What you need to do:
How many lines in the entries below contain the string "target"? Reply with the number alone.
+++ Available records
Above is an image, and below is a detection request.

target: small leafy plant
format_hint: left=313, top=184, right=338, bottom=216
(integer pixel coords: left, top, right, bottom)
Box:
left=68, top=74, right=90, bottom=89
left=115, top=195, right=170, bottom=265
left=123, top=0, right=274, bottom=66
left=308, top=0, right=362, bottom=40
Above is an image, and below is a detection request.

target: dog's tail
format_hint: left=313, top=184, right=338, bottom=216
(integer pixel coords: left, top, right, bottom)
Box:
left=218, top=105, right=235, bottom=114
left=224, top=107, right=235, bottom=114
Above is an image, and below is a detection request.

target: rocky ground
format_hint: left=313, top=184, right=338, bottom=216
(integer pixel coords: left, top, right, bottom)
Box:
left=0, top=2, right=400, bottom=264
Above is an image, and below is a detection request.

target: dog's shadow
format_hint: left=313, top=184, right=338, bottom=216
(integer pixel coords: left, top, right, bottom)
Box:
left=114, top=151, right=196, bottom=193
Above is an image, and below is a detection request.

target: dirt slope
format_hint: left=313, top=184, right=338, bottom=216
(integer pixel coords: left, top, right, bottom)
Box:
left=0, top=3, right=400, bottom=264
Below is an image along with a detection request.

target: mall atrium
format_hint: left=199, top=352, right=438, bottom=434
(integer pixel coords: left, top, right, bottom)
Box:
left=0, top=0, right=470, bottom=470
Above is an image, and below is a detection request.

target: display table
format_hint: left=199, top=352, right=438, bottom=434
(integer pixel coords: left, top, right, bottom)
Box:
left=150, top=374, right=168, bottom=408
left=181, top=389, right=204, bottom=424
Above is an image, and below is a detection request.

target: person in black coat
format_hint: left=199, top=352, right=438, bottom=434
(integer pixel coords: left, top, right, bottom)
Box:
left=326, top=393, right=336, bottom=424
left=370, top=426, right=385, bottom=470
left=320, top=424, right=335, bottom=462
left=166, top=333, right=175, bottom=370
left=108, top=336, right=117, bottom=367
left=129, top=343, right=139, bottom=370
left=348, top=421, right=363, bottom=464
++++++
+++ Available records
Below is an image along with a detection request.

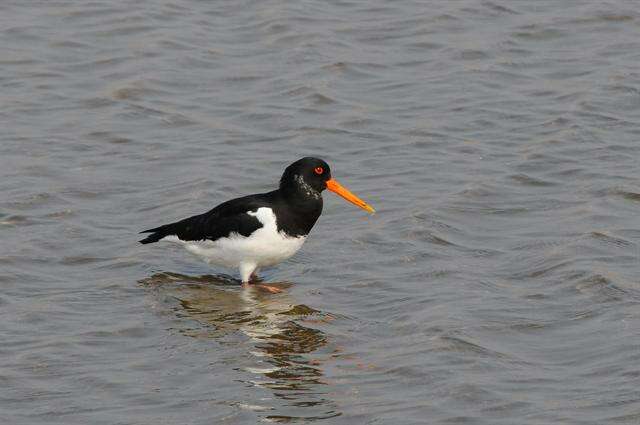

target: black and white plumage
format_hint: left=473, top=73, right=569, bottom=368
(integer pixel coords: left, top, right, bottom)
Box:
++++++
+++ Available records
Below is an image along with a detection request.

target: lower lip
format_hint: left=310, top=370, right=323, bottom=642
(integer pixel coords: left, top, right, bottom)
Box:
++++++
Right answer:
10